* [TASK GOAL] Only the line containing "pixel 10 17" and those after it, up to the end of the records below, are to be set down, exactly as written.

=====

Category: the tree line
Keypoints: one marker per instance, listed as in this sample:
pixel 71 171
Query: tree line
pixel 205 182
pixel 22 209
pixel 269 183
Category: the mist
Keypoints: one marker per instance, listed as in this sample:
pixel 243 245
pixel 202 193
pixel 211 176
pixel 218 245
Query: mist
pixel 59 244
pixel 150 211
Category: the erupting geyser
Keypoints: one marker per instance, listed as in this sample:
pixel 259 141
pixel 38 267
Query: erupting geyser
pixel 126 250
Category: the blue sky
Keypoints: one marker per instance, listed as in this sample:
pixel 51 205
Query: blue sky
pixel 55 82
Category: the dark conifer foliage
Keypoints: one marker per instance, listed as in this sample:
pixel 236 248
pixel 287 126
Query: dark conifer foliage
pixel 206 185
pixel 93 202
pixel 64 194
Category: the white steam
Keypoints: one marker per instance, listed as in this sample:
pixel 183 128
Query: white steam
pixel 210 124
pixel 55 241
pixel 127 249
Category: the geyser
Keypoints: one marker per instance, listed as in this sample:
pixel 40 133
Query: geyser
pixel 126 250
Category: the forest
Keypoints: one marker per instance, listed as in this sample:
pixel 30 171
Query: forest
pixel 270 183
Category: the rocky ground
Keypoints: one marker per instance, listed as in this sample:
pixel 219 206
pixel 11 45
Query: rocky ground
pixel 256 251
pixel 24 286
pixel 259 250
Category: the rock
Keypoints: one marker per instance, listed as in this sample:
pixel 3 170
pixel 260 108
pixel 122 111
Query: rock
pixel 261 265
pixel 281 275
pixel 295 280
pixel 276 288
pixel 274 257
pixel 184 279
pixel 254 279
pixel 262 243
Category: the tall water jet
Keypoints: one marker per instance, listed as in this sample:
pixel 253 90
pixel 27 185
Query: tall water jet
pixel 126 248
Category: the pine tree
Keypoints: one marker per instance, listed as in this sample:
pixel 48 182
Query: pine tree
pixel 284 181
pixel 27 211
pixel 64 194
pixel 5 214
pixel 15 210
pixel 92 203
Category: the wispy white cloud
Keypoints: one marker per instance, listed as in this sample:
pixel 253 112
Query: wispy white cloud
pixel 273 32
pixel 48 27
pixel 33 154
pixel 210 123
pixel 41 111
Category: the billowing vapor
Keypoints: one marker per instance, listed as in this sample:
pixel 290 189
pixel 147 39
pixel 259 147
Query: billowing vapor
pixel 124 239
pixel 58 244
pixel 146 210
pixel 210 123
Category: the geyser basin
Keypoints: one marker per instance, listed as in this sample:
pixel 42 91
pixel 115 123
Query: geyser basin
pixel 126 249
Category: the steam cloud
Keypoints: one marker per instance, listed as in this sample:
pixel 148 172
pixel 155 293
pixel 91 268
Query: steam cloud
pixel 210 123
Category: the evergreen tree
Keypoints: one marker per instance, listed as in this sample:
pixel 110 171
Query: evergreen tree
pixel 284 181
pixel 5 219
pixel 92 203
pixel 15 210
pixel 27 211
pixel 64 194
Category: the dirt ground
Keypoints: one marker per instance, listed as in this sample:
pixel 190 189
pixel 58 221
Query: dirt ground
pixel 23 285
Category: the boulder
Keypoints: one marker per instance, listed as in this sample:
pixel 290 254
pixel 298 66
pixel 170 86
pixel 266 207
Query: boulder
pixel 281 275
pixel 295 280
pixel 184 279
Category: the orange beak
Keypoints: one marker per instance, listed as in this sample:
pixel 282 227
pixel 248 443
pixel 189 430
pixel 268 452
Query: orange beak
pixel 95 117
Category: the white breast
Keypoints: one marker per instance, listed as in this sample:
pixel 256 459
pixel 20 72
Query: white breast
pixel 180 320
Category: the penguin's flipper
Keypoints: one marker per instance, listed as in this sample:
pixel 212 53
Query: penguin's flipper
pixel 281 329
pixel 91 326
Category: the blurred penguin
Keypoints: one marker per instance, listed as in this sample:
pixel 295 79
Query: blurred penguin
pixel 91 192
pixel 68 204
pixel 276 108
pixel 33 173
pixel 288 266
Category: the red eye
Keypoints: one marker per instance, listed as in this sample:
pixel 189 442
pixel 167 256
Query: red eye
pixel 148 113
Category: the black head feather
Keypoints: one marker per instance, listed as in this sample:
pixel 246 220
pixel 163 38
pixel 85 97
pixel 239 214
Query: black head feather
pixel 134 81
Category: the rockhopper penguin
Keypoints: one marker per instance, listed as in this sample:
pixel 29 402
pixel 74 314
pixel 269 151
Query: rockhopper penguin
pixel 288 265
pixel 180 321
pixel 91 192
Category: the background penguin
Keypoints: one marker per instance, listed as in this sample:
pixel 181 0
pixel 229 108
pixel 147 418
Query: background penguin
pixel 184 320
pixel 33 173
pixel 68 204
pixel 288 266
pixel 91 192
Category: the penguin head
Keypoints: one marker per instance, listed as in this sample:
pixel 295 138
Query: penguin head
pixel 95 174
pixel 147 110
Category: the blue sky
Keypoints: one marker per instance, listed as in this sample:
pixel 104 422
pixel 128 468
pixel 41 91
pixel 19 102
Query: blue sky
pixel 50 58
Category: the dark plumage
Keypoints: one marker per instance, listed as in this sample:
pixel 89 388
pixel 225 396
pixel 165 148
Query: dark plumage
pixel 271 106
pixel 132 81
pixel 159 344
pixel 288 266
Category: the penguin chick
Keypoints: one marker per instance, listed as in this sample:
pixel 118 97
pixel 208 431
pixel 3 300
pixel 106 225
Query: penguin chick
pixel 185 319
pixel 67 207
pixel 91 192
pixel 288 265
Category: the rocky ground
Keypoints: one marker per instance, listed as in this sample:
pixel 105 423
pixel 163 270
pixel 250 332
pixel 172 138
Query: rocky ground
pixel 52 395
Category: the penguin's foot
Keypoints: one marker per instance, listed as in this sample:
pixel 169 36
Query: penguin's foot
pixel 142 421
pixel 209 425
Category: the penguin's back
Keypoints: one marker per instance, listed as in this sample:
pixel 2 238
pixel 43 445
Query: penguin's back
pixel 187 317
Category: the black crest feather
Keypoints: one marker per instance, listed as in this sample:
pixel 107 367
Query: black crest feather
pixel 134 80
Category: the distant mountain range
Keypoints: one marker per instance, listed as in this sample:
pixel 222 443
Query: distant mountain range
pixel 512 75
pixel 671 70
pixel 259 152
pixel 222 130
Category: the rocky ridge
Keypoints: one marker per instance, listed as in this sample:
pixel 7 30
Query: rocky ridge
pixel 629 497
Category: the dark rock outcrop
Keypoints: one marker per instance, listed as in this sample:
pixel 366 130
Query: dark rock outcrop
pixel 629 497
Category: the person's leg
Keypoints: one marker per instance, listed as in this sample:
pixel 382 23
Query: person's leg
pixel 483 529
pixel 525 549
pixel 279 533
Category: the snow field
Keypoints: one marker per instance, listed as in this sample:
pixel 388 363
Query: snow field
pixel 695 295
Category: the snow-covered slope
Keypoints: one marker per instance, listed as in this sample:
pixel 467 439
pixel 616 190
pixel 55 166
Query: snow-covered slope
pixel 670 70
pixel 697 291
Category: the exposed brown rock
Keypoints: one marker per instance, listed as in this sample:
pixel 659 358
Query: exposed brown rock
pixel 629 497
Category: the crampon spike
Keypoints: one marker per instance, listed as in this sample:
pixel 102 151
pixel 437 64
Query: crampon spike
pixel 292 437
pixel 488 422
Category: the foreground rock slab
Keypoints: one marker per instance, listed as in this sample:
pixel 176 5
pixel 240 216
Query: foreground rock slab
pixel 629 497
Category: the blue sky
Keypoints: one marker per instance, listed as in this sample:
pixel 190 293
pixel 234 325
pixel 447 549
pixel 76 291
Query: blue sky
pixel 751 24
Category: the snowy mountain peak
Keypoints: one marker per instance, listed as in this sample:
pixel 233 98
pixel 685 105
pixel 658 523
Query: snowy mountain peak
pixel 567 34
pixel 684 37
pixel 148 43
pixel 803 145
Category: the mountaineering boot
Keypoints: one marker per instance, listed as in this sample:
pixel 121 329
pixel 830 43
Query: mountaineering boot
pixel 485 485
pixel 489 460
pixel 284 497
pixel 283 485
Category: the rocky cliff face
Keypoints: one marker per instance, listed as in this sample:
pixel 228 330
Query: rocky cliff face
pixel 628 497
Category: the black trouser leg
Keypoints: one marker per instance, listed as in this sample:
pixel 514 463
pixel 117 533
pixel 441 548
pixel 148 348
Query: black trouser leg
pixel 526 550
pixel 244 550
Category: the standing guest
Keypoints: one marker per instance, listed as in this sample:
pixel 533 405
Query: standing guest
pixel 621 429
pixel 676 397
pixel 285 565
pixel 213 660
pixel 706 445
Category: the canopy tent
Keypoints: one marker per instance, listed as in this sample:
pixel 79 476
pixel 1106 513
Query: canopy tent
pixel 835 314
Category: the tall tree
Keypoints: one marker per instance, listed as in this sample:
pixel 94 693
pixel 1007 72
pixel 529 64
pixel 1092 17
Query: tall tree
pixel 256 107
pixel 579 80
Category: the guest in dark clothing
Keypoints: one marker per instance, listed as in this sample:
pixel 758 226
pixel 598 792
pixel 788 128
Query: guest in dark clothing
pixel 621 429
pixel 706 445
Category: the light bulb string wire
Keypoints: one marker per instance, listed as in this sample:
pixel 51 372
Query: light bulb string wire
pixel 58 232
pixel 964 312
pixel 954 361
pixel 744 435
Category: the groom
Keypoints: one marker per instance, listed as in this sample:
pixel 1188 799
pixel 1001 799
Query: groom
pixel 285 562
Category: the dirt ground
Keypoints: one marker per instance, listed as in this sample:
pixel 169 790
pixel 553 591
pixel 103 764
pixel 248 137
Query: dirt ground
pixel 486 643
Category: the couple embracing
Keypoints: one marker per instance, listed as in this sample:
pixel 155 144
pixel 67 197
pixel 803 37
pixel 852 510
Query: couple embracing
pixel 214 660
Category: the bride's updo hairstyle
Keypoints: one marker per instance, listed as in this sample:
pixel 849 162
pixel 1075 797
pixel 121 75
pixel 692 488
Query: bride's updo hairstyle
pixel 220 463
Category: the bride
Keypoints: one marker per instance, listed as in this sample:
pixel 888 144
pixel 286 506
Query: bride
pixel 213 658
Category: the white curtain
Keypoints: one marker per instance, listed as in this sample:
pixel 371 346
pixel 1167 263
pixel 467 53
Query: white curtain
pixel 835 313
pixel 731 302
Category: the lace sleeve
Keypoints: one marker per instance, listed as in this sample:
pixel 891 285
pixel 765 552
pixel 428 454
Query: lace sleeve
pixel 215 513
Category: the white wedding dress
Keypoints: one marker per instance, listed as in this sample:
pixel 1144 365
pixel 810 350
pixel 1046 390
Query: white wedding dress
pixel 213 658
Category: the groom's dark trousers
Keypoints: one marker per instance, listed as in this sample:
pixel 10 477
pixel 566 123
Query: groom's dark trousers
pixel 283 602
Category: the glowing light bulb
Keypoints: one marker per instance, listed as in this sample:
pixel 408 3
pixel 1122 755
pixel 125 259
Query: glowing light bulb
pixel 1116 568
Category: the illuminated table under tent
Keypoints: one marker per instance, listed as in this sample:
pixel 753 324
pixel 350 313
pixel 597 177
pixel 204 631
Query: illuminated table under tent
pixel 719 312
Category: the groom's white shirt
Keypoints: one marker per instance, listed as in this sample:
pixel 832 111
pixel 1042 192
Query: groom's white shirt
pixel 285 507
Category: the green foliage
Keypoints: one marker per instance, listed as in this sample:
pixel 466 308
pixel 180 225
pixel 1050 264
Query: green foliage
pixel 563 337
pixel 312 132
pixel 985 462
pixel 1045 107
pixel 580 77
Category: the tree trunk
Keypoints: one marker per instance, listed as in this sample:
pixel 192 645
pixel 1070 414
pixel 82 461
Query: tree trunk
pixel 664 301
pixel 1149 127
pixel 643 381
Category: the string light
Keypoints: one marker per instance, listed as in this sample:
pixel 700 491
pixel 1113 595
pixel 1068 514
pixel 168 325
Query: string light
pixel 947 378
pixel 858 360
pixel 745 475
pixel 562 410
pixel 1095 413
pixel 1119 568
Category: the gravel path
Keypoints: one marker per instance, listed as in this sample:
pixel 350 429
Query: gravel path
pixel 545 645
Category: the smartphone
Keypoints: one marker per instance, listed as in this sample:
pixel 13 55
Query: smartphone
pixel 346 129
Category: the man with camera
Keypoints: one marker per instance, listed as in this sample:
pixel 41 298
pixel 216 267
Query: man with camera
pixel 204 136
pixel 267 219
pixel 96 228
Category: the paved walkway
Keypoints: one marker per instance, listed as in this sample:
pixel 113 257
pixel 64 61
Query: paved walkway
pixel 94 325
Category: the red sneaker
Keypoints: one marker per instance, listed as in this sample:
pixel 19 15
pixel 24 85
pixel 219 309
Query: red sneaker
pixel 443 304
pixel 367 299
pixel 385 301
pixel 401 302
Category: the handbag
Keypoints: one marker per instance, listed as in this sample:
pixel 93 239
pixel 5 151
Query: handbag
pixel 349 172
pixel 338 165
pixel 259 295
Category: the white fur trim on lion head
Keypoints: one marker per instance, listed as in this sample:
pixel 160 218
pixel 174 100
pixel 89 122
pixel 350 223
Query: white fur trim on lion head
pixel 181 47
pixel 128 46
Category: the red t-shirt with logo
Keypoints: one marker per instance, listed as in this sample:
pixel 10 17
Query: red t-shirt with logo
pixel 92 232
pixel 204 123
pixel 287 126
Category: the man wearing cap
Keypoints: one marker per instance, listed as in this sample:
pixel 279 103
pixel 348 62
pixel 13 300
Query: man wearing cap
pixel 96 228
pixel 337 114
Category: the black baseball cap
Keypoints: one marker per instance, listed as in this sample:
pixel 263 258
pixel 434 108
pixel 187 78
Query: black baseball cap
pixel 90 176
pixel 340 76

=====

* [ANSWER TO THIS PROBLEM]
pixel 10 17
Query: red t-shirt with logo
pixel 92 232
pixel 204 123
pixel 287 126
Category: the man wearing cap
Keypoints: one marker per instance, listed as in this sample:
pixel 279 103
pixel 348 62
pixel 13 300
Query: man wearing cap
pixel 96 228
pixel 337 114
Category: the black baseball cap
Keypoints: one marker per instance, listed as in this sample:
pixel 263 258
pixel 434 108
pixel 187 78
Query: black baseball cap
pixel 90 176
pixel 340 76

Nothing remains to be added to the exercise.